Selection
Devlog of Leorik

KhepriChess · Post by **KhepriChess** » Sun Sep 24, 2023 3:20 am

Funny timing. Just a few days ago I had been looking at how adding parallel searching to a C# engine would work. For no real reason, I didn't expect the TPL to actually work as well as you have indicated. Sure makes it easier than trying to manage the threads yourself though! 150+ Elo jump is a nice gain.

connor_mcmonigle · Post by **connor_mcmonigle** » Sun Sep 24, 2023 4:03 am

lithander wrote: ↑Sat Sep 23, 2023 1:55 am ...
I don't know what other authors do to prevent the search instances to be too much in synchrony but I just implemented a Shuffle() method that randomizes the order of the root moves completely randomly at the beginning of the search.
...

This strategy will result in a lot of wasted work with threads spending too much time on garbage root moves. I'd recommend testing against a baseline in which all threads search using the normal root move ordering. In practice, different threads diverge pretty quickly and end up searching complementary components of the game tree.

When Seer was in the ~3100 Elo range, roughly 80 Elo per thread doubling could be expected in selfplay (with the 4moves_noob book). This tentatively suggests you're leaving some Elo on the table.

JoAnnP38 · Post by **JoAnnP38** » Sun Sep 24, 2023 2:25 pm

connor_mcmonigle wrote: ↑Sun Sep 24, 2023 4:03 am This strategy will result in a lot of wasted work with threads spending too much time on garbage root moves. I'd recommend testing against a baseline in which all threads search using the normal root move ordering. In practice, different threads diverge pretty quickly and end up searching complementary components of the game tree.

When Seer was in the ~3100 Elo range, roughly 80 Elo per thread doubling could be expected in selfplay (with the 4moves_noob book). This tentatively suggests you're leaving some Elo on the table.

I have seen others try to encourage different paths for each thread by deferring examining root moves already being examined by other threads, varying depth or varying aspiration windows. Do you think this is a waste of effort or do you think there is any benefit at all?

Data excerpts
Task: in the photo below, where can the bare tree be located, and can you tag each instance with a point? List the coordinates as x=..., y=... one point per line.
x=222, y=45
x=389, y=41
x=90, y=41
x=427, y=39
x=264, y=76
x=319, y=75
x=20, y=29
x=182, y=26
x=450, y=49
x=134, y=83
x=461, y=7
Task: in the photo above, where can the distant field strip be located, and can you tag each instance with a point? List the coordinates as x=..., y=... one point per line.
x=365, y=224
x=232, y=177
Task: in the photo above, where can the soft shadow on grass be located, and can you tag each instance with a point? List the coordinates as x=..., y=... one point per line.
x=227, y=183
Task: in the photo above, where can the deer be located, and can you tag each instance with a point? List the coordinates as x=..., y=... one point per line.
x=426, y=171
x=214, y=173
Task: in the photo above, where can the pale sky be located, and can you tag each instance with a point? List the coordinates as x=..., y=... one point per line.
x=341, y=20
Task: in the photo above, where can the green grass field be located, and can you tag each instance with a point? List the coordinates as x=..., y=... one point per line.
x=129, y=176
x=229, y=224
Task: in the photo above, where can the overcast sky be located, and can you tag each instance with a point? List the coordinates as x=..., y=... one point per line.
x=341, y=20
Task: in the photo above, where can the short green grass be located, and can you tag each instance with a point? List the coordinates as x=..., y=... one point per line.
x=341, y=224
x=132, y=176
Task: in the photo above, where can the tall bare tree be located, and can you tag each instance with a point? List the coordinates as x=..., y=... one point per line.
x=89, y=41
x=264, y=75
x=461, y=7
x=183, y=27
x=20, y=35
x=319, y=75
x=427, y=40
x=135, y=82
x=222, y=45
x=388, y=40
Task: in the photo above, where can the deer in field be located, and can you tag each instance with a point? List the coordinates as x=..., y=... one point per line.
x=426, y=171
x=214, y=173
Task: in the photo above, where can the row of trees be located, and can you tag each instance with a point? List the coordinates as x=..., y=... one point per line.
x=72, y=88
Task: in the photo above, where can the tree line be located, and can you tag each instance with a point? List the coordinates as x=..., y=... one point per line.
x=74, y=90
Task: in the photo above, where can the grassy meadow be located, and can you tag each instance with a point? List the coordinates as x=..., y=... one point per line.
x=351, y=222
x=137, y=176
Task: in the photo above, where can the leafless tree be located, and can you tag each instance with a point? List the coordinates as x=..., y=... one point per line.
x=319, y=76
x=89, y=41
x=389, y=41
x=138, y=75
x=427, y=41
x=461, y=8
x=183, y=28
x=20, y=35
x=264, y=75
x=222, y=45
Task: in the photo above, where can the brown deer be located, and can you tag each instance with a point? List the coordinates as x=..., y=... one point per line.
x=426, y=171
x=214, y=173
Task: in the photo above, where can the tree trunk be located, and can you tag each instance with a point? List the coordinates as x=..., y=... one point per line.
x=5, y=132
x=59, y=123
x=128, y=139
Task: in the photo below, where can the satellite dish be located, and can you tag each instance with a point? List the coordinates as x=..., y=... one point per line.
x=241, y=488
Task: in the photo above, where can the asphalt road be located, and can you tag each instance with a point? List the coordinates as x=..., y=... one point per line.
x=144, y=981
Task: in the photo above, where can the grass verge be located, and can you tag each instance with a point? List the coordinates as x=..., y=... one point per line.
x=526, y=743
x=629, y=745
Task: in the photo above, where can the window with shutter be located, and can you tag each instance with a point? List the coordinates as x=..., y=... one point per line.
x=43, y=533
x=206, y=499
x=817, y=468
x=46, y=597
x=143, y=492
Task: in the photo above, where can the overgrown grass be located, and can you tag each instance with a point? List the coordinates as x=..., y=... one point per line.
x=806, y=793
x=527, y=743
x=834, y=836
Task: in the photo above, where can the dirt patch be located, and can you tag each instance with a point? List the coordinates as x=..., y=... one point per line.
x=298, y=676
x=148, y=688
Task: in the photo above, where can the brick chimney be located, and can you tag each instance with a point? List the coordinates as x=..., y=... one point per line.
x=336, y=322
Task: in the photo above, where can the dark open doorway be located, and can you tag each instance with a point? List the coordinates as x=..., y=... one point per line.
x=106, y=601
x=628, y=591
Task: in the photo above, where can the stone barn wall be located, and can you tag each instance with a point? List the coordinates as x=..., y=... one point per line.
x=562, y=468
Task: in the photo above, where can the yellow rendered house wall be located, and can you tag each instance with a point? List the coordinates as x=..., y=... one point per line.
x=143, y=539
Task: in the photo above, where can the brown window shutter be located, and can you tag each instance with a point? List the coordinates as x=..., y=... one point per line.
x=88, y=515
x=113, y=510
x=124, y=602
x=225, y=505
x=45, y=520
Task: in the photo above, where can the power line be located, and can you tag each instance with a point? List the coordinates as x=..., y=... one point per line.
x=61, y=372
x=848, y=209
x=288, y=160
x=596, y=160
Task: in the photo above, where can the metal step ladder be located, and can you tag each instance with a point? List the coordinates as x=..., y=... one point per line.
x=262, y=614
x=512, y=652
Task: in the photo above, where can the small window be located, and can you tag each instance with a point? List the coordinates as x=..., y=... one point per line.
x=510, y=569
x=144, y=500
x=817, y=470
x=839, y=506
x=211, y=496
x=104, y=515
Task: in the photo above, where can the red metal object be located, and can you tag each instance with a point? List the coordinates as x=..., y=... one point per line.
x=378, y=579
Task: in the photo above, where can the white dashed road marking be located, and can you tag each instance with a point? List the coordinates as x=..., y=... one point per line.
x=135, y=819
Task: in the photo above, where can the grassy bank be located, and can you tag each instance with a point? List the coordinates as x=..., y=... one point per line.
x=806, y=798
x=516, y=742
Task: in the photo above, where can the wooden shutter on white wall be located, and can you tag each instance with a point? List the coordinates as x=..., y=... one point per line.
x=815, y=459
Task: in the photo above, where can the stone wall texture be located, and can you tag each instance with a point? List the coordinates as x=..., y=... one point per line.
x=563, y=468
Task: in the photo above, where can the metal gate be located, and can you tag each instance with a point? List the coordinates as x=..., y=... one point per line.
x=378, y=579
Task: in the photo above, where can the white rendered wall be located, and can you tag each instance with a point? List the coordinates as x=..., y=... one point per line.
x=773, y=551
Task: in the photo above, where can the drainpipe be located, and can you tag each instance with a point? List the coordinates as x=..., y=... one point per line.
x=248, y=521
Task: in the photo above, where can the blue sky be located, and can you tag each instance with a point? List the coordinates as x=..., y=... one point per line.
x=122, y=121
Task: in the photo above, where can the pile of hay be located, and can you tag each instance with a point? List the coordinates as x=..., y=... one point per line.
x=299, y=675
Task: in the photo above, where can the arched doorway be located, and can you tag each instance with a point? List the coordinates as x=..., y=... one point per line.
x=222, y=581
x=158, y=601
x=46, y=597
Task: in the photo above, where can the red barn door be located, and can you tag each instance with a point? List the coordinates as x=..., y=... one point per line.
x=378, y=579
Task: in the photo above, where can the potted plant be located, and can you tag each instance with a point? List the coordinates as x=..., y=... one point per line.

Exercise objective
Answer these questions about the Leorik devlog thread, one per line:
1. How large an Elo jump does KhepriChess mention?
2. What does the Shuffle() method in lithander's quoted post do?
3. Roughly how much Elo per thread doubling could be expected in selfplay when Seer was in the ~3100 Elo range?

Output for this exercise
1. A jump of 150+ Elo.
2. It randomizes the order of the root moves at the beginning of the search.
3. Roughly 80 Elo.